BEGIN Extracted data

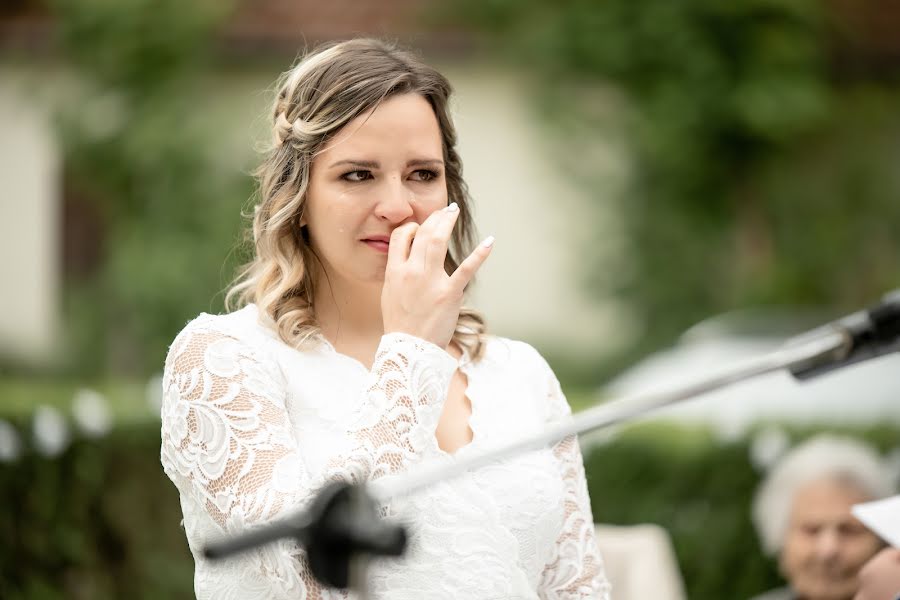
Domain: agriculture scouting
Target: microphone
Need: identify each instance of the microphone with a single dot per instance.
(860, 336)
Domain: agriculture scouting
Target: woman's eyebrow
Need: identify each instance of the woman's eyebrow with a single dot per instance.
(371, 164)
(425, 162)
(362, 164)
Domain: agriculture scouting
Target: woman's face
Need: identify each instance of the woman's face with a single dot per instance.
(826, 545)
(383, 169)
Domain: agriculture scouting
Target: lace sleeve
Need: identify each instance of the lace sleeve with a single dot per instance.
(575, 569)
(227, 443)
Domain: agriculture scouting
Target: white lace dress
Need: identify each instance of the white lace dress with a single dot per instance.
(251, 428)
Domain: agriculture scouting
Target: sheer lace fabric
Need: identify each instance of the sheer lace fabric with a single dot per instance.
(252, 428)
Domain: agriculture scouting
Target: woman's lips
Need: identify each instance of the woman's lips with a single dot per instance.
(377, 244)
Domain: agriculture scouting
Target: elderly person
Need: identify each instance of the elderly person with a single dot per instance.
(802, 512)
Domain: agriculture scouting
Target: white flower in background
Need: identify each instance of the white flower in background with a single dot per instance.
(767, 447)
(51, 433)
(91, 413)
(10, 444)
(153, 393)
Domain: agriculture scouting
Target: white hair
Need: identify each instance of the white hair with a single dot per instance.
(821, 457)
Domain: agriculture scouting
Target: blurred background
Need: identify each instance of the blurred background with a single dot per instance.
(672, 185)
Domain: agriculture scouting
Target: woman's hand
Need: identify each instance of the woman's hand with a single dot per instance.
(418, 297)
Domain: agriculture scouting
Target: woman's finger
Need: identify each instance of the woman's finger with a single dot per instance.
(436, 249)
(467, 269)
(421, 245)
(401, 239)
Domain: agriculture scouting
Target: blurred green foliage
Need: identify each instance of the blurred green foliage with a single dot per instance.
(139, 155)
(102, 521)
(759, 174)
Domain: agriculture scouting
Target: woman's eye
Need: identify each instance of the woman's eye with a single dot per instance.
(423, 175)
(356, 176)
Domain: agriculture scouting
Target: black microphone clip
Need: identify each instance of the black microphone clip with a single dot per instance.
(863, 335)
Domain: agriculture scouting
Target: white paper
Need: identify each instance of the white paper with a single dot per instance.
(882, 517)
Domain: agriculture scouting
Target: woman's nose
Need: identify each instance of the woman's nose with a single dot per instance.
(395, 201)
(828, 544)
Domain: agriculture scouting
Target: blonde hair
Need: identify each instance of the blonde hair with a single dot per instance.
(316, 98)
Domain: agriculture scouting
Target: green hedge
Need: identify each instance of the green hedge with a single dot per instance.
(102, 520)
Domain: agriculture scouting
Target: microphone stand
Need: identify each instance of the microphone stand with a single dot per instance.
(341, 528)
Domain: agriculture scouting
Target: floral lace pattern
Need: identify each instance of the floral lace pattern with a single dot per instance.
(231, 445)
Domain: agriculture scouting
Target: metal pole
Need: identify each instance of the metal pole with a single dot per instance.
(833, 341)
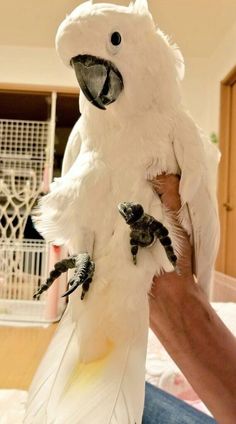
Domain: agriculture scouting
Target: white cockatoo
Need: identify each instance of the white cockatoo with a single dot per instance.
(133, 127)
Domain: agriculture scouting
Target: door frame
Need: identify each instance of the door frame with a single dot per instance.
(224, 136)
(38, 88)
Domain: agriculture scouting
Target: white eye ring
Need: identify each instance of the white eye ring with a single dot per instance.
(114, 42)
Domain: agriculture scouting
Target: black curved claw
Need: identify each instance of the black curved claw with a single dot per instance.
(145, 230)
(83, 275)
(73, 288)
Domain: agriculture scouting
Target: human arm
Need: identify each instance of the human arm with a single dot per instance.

END Extracted data

● Goal
Can you repeat every record above exactly, apart from the pictures?

● Response to this exercise
Domain: agriculture scouting
Target: microphone
Need: identify each instance of the microphone with a single dot per instance.
(860, 336)
Domain: agriculture scouting
Target: woman's eyebrow
Need: identify each instance of the woman's eyebrow with a single dot per instance.
(371, 164)
(425, 162)
(362, 164)
Domain: agriculture scouting
Target: woman's face
Need: identify each instance of the woman's face with a single dot per instance.
(826, 545)
(383, 169)
Domain: agriculture scouting
Target: lace sleeve
Need: identify each instance of the lace sleeve with a single dot per instance.
(575, 569)
(227, 443)
Domain: agriculture scouting
Target: white lace dress
Need: identify each instance of the white lace dress with a single dot per instance.
(251, 428)
Domain: agriculture scouting
Target: sheer lace fabric
Need: identify each instance of the sheer lace fabric with a single dot per instance.
(252, 428)
Domain: agriculture scouting
Target: woman's lips
Need: identify each instance of the woman's lips with a single dot per instance.
(377, 244)
Domain: agriculture scouting
Target: elderly person
Need: identify each instance of the elderly person with a single dot per instance.
(802, 512)
Domain: agriculture scouting
Target: white flower in background
Need: identify each instance of the white flower in background with a single dot per instance.
(767, 447)
(51, 433)
(91, 413)
(10, 444)
(153, 393)
Domain: agriculture scouting
Target: white hair
Need: identify each instance of the white hair with a single dot per instance.
(821, 457)
Domain: agriculture scouting
Target: blurred background
Need: identify each instance of the blurred background with a single dot per instance.
(672, 185)
Domain: agriculture scouting
Target: woman's hand
Need: identify each instance of the woman's hand with a single dot per instance.
(418, 297)
Domain: agriculture scouting
Target: woman's finger
Need: identify each instance of the woman's finger with a single dot per instance.
(436, 249)
(467, 269)
(421, 245)
(401, 239)
Domain: agriculture scouting
Target: blurred green foliage
Need: identify each instance of the blurred green foliage with a single dot per instance.
(139, 155)
(102, 521)
(759, 174)
Domain: agriculture scouting
Target: woman's eye
Need: identify each instance of the woman's eye with a single dot per instance.
(423, 175)
(356, 176)
Domain: agriculture scouting
Target: black microphone clip
Need: identify each instance of the black microphone clip with a single dot per instance.
(863, 335)
Domain: agriculture scouting
Target: white paper
Need: identify each instance of the white paper with a single dot per instance.
(882, 517)
Domain: agriculture scouting
Target: woman's nose
Need: identify each instance of the woman's nose with a single dot per instance.
(395, 201)
(828, 544)
Domain: agriculture scouting
Target: blonde hair
Need: identify each instance of the blonde hair with a single dot per instance.
(316, 98)
Domain: agriculture scouting
Target: green hedge
Need: identify each instance of the green hedge with a single dot per instance.
(102, 520)
Domain: agriculture scouting
Target: microphone stand
Need: identify each instance of the microphone stand with a single dot per instance.
(341, 528)
Domain: agriculture scouting
Target: floral lace pattern
Need: identify each instance of the floral lace pattern with a single dot per instance.
(231, 445)
Domain: agriculture scouting
Target: metal pole
Need: identify each instance of the metal pole with a single dot per instance.
(833, 341)
Domain: agriculture scouting
Target: white cockatoo
Need: identify each instance of the white cockatoo with a single dot per instance.
(133, 127)
Domain: agriculture scouting
Target: door frame
Need: identify each instance of the door frame with a single dot per instance.
(224, 136)
(38, 88)
Domain: agriculture scouting
Target: white eye ring
Need: identify each instance of the white eye ring with a single dot per instance.
(114, 42)
Domain: agriculture scouting
Target: black curved claw
Need: identify each instance of the black curved claw with a single dot per instance.
(145, 230)
(83, 275)
(73, 288)
Domain: agriculture scouting
Target: human arm
Need: identify each instance of the human arm with a single dot per instance.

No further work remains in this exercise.